**Passage to read**
★ ★ ★ ★ ★ ★ ★
Remember...just here to help...


----------



## w8lifter (Feb 9, 2003)

Ditto to what FF said. You are seriously, seriously not getting enough calories....and you *will not* lose bodyfat on that diet....sorry.

What kind of equipment do you have at home? I could think of a lot more effective exercises than leg raises.


----------



## Canadian Virgo (Feb 10, 2003)

*My Gym Equipment...*

(I'm posting pictures of my gym equipment...I'm converted all of these images to gif format so I don't use up too much bandwidth.) 

 This is my Multi-Gym, it is a Weider 9630.


----------



## Canadian Virgo (Feb 10, 2003)

*My Gym Equipment...*

Here is my weight bench.  I have stacks of plates, but they aren't shown in this room.


----------



## Canadian Virgo (Feb 10, 2003)

*My Gym Equipment...*

Tunturi Rowing Machine.  Sure it's an older model, but it still works great.


----------



## Canadian Virgo (Feb 10, 2003)
★ ★ ★ ★ ★ ★ ★
**Written instruction 1**
According to the forum thread about home gym equipment, what model is the Multi-Gym?
The outline records that follow bear no relation to the forum thread about home gym equipment.

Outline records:
★ ★ ★ ★ ★ ★ ★
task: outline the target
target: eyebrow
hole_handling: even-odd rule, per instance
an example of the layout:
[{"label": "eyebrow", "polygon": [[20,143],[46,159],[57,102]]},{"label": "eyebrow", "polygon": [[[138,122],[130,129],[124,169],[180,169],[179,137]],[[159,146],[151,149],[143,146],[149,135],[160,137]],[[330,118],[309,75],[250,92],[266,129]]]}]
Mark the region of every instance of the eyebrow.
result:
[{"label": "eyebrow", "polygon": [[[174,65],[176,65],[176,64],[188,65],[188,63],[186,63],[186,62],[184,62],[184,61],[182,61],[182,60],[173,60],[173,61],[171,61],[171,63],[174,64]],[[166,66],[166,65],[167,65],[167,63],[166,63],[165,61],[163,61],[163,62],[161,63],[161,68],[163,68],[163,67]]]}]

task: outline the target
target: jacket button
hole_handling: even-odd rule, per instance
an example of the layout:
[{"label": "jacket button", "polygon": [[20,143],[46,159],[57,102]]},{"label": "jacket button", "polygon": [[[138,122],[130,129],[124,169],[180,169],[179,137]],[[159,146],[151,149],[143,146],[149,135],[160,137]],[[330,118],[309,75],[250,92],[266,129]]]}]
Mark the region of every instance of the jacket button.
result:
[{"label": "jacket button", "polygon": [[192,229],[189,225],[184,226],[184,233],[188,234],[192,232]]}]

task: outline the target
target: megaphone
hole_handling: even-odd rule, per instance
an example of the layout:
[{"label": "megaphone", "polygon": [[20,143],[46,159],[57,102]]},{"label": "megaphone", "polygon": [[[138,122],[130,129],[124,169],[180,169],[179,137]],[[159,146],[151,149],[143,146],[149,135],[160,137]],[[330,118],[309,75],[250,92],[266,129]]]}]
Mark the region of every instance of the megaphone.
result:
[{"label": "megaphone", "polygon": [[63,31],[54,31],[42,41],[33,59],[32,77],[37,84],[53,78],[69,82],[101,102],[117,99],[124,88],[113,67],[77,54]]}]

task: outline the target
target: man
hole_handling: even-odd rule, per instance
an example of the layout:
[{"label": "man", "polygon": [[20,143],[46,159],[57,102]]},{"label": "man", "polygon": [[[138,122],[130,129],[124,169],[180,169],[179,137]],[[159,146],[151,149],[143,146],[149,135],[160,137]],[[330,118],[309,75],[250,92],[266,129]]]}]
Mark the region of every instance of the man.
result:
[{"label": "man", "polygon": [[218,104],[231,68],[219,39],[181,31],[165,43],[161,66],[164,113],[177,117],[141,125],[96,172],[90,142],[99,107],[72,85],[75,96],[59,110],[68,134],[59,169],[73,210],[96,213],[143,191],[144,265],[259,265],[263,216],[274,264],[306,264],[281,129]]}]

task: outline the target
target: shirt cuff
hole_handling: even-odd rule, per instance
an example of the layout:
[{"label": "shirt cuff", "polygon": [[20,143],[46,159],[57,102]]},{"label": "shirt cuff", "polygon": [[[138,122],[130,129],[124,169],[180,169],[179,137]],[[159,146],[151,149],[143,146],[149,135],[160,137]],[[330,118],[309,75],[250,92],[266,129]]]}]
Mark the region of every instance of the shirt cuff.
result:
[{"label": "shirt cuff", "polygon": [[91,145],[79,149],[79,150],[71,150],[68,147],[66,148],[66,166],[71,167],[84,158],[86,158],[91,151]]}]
★ ★ ★ ★ ★ ★ ★
**Written instruction 2**
Show every line of the outline records that contains the string "button".

**Exercise solution 1**
It is a Weider 9630.

**Exercise solution 2**
target: jacket button
[{"label": "jacket button", "polygon": [[20,143],[46,159],[57,102]]},{"label": "jacket button", "polygon": [[[138,122],[130,129],[124,169],[180,169],[179,137]],[[159,146],[151,149],[143,146],[149,135],[160,137]],[[330,118],[309,75],[250,92],[266,129]]]}]
Mark the region of every instance of the jacket button.
[{"label": "jacket button", "polygon": [[192,229],[189,225],[184,226],[184,233],[188,234],[192,232]]}]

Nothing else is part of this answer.